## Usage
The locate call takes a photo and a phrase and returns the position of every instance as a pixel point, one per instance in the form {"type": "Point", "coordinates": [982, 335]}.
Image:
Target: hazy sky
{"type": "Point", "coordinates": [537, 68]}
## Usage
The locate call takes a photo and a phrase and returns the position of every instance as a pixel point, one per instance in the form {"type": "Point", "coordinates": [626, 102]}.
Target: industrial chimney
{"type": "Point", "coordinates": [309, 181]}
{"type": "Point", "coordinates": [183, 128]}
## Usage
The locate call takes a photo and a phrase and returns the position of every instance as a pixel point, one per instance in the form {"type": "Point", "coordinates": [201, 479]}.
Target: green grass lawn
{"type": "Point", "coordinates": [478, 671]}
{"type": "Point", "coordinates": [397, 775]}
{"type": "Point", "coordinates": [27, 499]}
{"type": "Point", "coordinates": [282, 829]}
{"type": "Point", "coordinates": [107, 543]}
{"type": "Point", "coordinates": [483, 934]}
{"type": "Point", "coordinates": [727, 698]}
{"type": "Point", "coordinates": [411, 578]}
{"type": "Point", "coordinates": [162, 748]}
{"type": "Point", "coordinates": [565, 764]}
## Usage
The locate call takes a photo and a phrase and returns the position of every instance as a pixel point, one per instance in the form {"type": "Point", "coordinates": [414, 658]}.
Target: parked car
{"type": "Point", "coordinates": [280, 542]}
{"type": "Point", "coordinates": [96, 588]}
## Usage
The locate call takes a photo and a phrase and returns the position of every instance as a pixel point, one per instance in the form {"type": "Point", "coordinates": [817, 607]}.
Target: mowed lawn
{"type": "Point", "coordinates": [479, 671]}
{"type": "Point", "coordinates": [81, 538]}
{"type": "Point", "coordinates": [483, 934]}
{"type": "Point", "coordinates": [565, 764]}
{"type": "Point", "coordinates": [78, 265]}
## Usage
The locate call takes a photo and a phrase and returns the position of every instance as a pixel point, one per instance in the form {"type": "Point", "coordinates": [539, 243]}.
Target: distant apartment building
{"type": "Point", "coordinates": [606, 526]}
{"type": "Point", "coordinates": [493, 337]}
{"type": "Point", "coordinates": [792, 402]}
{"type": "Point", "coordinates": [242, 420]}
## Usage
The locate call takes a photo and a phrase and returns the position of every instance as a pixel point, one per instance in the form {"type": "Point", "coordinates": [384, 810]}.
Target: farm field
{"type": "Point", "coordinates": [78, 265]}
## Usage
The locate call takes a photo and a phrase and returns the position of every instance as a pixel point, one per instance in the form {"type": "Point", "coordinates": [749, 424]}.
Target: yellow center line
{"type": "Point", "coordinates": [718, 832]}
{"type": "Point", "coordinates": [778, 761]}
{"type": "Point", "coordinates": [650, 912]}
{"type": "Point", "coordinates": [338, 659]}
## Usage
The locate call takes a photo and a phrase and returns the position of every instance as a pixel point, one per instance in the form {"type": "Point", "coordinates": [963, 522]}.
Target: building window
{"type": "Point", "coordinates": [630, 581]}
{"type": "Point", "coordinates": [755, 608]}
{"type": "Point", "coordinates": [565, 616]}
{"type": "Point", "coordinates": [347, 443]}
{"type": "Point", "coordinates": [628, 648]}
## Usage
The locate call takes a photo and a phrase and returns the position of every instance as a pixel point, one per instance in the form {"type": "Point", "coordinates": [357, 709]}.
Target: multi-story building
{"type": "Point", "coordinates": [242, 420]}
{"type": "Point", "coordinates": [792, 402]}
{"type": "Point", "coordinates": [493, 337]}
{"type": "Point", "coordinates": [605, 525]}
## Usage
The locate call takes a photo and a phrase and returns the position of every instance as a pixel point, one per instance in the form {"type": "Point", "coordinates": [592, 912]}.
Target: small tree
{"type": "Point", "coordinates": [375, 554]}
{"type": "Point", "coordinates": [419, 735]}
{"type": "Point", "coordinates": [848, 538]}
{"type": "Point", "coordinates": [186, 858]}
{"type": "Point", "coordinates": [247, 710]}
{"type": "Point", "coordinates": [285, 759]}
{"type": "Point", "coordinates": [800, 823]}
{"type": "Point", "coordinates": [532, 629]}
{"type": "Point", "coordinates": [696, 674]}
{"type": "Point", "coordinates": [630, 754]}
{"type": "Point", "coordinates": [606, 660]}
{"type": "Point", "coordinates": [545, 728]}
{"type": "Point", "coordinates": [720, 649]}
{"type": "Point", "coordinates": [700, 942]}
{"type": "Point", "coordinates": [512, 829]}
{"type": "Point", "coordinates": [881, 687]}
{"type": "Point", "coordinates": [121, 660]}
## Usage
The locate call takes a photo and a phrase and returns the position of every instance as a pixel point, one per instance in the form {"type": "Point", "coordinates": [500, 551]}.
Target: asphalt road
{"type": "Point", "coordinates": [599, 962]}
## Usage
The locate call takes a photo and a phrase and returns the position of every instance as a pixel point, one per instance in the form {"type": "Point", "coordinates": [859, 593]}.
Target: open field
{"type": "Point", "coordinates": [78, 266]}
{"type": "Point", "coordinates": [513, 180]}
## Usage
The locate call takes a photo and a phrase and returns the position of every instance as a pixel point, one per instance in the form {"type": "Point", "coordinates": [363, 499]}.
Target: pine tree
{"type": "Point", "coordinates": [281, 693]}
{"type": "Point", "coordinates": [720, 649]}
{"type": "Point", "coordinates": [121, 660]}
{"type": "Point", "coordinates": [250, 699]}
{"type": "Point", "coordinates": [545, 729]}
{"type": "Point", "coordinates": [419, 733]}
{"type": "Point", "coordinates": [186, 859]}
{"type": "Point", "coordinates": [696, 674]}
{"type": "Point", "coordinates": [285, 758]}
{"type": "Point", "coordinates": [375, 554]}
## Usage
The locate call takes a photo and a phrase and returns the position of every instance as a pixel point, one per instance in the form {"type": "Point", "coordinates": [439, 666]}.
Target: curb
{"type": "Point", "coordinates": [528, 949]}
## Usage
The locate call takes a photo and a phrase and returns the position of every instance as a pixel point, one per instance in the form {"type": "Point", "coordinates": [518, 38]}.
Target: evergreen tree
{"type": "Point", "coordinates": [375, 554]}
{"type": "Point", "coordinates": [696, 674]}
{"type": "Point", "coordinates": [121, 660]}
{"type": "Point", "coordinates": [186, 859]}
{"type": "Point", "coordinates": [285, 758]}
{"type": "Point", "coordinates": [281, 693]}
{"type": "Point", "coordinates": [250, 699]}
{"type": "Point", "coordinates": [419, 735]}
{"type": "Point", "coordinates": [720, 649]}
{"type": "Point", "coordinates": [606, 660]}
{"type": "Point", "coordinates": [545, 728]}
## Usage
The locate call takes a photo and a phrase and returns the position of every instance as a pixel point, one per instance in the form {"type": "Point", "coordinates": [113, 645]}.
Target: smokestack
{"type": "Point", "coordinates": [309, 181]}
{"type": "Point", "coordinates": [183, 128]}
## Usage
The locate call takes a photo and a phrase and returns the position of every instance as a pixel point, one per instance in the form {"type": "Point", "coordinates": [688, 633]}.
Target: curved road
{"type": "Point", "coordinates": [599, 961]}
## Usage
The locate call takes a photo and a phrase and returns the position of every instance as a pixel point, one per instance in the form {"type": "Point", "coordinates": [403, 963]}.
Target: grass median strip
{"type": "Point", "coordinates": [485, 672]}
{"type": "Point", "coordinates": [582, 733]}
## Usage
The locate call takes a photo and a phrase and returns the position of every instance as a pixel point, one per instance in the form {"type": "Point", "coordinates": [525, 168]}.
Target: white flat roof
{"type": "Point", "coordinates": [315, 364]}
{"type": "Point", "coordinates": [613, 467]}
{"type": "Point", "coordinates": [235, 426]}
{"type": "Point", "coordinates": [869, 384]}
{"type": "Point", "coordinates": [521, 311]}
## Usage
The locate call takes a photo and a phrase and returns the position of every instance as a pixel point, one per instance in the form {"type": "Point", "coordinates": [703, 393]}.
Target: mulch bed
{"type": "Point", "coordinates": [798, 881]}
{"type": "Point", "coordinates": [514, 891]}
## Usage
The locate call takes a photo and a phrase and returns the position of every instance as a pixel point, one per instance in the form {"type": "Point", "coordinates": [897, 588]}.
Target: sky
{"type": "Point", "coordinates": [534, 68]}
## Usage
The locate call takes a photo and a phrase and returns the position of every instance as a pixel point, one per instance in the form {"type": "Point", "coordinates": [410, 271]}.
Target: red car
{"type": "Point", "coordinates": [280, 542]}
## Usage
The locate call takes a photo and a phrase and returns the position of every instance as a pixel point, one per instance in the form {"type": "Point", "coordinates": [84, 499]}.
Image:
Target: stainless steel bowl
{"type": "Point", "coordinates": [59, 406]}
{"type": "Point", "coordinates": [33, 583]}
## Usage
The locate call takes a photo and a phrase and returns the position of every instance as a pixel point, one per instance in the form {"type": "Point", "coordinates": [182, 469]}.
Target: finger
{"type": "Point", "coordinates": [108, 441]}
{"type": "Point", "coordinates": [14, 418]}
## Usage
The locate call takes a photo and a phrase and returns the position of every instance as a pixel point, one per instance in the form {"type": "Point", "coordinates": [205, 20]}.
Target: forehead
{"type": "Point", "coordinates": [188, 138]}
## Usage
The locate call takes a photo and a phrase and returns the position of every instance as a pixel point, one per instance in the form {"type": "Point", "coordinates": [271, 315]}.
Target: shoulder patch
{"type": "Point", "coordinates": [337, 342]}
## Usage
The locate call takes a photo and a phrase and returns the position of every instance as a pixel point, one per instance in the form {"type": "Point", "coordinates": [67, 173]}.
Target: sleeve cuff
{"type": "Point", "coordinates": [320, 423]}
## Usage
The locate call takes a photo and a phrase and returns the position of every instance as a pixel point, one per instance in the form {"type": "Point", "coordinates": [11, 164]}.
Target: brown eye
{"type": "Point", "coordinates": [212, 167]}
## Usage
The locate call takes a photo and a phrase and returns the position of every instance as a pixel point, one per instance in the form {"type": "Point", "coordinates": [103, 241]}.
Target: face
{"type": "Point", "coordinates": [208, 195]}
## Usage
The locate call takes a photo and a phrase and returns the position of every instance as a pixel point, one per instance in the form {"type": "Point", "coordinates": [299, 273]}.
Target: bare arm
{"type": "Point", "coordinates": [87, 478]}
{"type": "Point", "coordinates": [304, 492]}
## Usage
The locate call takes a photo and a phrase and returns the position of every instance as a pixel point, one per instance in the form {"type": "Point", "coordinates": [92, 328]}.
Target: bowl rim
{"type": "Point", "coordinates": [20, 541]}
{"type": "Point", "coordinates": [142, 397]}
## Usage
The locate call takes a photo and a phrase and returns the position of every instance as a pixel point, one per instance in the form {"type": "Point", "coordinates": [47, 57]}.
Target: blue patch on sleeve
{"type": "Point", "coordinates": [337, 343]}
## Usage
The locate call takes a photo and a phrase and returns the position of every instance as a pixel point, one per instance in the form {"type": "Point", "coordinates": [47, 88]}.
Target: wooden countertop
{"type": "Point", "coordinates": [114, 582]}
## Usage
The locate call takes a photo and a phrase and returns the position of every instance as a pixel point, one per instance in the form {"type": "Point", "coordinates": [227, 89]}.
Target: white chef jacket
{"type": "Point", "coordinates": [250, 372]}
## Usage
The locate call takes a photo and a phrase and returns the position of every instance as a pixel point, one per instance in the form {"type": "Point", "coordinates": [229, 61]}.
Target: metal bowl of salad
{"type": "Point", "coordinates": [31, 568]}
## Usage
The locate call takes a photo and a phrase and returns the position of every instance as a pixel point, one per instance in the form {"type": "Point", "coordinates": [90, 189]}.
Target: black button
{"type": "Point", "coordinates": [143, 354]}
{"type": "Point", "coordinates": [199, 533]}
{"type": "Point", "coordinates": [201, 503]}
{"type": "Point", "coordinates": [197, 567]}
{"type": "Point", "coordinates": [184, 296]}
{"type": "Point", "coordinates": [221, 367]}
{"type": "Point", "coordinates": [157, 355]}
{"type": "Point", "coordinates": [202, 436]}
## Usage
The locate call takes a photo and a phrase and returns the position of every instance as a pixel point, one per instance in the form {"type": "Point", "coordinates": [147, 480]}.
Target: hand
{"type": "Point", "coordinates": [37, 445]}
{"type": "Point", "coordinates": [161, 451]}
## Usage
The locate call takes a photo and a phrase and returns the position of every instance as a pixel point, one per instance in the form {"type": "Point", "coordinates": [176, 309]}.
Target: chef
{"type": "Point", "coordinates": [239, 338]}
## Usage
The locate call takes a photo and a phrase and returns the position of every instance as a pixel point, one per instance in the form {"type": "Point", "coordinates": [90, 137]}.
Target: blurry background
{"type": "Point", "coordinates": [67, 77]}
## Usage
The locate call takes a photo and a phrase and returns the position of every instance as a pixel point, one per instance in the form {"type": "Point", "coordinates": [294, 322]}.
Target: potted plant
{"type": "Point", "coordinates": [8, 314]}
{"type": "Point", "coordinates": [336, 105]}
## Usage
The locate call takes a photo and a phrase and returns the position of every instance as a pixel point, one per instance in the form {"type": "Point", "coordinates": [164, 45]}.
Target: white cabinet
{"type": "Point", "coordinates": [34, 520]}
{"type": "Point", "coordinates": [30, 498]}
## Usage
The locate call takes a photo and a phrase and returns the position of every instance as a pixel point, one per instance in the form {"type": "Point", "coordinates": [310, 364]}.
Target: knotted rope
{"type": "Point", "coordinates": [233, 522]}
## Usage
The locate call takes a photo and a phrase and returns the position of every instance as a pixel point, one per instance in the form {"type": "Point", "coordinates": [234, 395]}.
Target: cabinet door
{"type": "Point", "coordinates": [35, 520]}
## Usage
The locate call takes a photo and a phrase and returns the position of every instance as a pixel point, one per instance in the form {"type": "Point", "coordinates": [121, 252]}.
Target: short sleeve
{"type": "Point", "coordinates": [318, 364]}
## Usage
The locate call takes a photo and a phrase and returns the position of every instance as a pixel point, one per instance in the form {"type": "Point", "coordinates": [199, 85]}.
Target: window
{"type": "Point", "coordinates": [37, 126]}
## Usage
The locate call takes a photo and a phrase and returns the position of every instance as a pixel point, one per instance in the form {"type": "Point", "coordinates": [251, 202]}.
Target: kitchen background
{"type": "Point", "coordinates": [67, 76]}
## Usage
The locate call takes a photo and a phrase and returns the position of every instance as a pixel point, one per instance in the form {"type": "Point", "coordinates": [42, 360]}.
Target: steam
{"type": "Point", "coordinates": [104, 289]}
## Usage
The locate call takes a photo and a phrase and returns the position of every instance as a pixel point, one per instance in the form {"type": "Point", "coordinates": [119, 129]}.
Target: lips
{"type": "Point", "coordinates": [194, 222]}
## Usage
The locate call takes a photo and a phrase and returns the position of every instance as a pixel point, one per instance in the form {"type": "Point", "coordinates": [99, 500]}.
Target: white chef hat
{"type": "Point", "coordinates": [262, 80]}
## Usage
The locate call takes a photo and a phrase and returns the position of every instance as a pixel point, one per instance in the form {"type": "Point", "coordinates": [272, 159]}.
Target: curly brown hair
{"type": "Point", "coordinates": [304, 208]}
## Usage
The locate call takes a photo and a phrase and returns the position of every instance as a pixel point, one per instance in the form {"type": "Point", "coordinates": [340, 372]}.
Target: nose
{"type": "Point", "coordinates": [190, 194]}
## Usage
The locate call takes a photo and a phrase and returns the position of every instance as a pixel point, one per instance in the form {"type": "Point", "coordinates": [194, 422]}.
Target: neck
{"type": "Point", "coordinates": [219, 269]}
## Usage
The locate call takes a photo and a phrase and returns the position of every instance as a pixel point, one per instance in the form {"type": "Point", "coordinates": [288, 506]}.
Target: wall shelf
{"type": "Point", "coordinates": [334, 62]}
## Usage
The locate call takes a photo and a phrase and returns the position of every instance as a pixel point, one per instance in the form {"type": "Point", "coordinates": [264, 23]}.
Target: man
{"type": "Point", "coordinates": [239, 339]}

■ Your goal
Write out exactly the lines that begin at the one containing "Target: wall shelf" and continue through the last line of the data, and only those.

■ Task answer
Target: wall shelf
{"type": "Point", "coordinates": [334, 62]}
## Usage
The locate call takes a photo and a phrase and returns the position of every instance as a pixel point, one per instance in the form {"type": "Point", "coordinates": [264, 23]}.
Target: man
{"type": "Point", "coordinates": [239, 339]}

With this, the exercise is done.